- Problem details:
Filter the entries below, keeping only lines with "yellow".

[Referring expression grounding data]
++++++

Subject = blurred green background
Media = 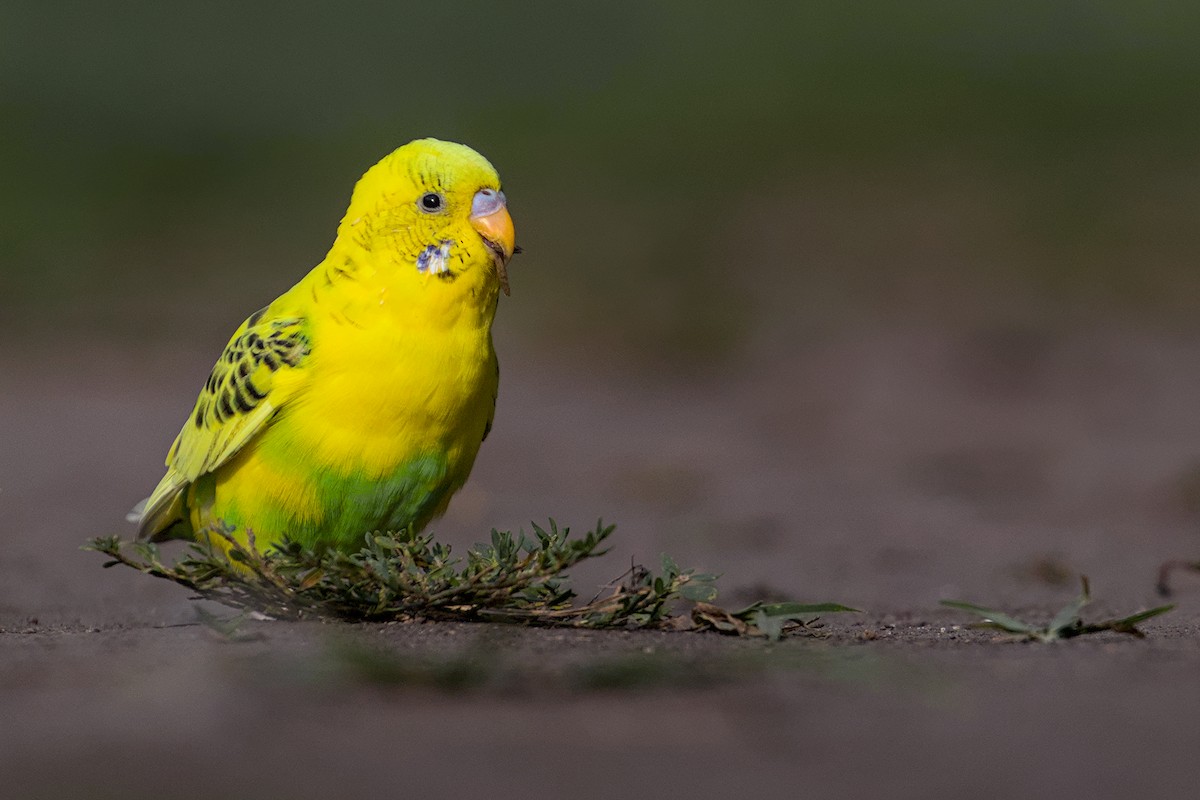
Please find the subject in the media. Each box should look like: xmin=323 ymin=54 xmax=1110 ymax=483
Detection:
xmin=4 ymin=1 xmax=1200 ymax=365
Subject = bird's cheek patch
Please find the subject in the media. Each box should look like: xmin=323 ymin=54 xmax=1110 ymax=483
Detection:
xmin=415 ymin=240 xmax=456 ymax=276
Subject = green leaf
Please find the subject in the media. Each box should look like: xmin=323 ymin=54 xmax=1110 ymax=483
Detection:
xmin=940 ymin=600 xmax=1039 ymax=634
xmin=757 ymin=602 xmax=861 ymax=616
xmin=1107 ymin=604 xmax=1175 ymax=627
xmin=732 ymin=601 xmax=861 ymax=620
xmin=679 ymin=582 xmax=719 ymax=602
xmin=1082 ymin=604 xmax=1176 ymax=638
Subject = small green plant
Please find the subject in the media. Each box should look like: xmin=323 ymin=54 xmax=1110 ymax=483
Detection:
xmin=941 ymin=577 xmax=1174 ymax=642
xmin=88 ymin=520 xmax=855 ymax=635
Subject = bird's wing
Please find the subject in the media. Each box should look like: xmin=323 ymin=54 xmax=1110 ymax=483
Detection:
xmin=136 ymin=307 xmax=310 ymax=539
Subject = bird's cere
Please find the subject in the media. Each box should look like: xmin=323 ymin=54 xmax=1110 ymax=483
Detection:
xmin=471 ymin=188 xmax=506 ymax=218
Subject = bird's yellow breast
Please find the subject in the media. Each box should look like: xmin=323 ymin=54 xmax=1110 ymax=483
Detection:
xmin=196 ymin=272 xmax=500 ymax=550
xmin=289 ymin=301 xmax=497 ymax=478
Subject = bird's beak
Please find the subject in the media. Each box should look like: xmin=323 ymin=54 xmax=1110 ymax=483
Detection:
xmin=470 ymin=189 xmax=516 ymax=295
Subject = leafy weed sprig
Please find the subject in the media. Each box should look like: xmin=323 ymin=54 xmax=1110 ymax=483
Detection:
xmin=88 ymin=520 xmax=854 ymax=635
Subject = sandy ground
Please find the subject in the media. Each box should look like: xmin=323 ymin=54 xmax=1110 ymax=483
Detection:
xmin=3 ymin=324 xmax=1200 ymax=799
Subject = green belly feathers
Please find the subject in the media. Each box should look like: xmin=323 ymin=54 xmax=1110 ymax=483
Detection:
xmin=207 ymin=452 xmax=454 ymax=552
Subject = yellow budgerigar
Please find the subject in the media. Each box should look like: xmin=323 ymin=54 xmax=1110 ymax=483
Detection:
xmin=130 ymin=138 xmax=516 ymax=554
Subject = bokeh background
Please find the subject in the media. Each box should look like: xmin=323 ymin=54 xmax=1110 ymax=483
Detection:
xmin=6 ymin=4 xmax=1200 ymax=799
xmin=8 ymin=2 xmax=1200 ymax=348
xmin=7 ymin=1 xmax=1200 ymax=608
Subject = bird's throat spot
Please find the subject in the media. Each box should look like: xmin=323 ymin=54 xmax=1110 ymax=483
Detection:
xmin=416 ymin=240 xmax=457 ymax=281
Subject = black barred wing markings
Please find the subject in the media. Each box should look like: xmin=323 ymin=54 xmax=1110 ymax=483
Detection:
xmin=163 ymin=314 xmax=310 ymax=480
xmin=192 ymin=317 xmax=309 ymax=429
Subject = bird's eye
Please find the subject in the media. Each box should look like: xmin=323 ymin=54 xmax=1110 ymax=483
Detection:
xmin=419 ymin=192 xmax=444 ymax=212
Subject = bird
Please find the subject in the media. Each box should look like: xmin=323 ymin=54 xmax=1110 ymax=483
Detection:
xmin=130 ymin=138 xmax=516 ymax=556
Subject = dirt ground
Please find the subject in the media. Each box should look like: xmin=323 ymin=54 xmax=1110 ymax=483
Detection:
xmin=4 ymin=324 xmax=1200 ymax=799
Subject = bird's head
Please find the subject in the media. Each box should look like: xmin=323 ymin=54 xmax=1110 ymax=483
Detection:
xmin=335 ymin=138 xmax=517 ymax=297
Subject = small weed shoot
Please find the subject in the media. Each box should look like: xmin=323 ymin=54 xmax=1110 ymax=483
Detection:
xmin=942 ymin=577 xmax=1174 ymax=642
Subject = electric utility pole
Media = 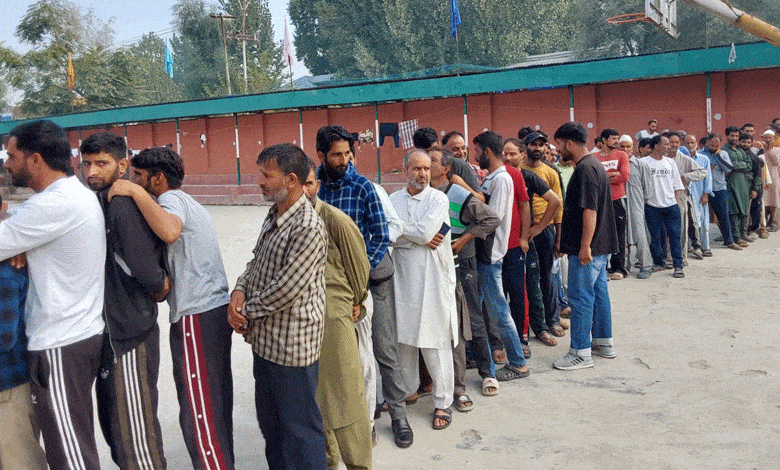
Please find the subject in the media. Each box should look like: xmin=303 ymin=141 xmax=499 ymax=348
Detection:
xmin=234 ymin=0 xmax=258 ymax=94
xmin=210 ymin=12 xmax=236 ymax=95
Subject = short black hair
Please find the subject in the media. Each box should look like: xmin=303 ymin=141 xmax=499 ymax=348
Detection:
xmin=504 ymin=137 xmax=523 ymax=149
xmin=649 ymin=135 xmax=664 ymax=149
xmin=80 ymin=132 xmax=126 ymax=160
xmin=662 ymin=130 xmax=682 ymax=140
xmin=413 ymin=127 xmax=438 ymax=150
xmin=704 ymin=133 xmax=721 ymax=143
xmin=429 ymin=146 xmax=455 ymax=168
xmin=725 ymin=126 xmax=740 ymax=136
xmin=739 ymin=133 xmax=752 ymax=142
xmin=316 ymin=125 xmax=354 ymax=155
xmin=741 ymin=123 xmax=755 ymax=130
xmin=600 ymin=128 xmax=619 ymax=140
xmin=553 ymin=122 xmax=588 ymax=145
xmin=131 ymin=147 xmax=185 ymax=189
xmin=257 ymin=143 xmax=310 ymax=186
xmin=517 ymin=126 xmax=534 ymax=140
xmin=8 ymin=120 xmax=73 ymax=175
xmin=638 ymin=137 xmax=652 ymax=148
xmin=473 ymin=131 xmax=503 ymax=156
xmin=441 ymin=131 xmax=464 ymax=146
xmin=698 ymin=136 xmax=707 ymax=147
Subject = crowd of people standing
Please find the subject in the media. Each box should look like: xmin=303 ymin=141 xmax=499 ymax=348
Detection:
xmin=0 ymin=115 xmax=777 ymax=470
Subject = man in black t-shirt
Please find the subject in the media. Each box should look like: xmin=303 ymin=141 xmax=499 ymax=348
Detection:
xmin=552 ymin=123 xmax=617 ymax=371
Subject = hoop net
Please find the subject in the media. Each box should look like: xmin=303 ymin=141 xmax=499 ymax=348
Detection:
xmin=606 ymin=13 xmax=650 ymax=25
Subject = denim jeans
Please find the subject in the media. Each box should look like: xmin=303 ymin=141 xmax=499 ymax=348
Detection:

++++++

- Response to the task:
Subject = bird's yellow breast
Subject = yellow budgerigar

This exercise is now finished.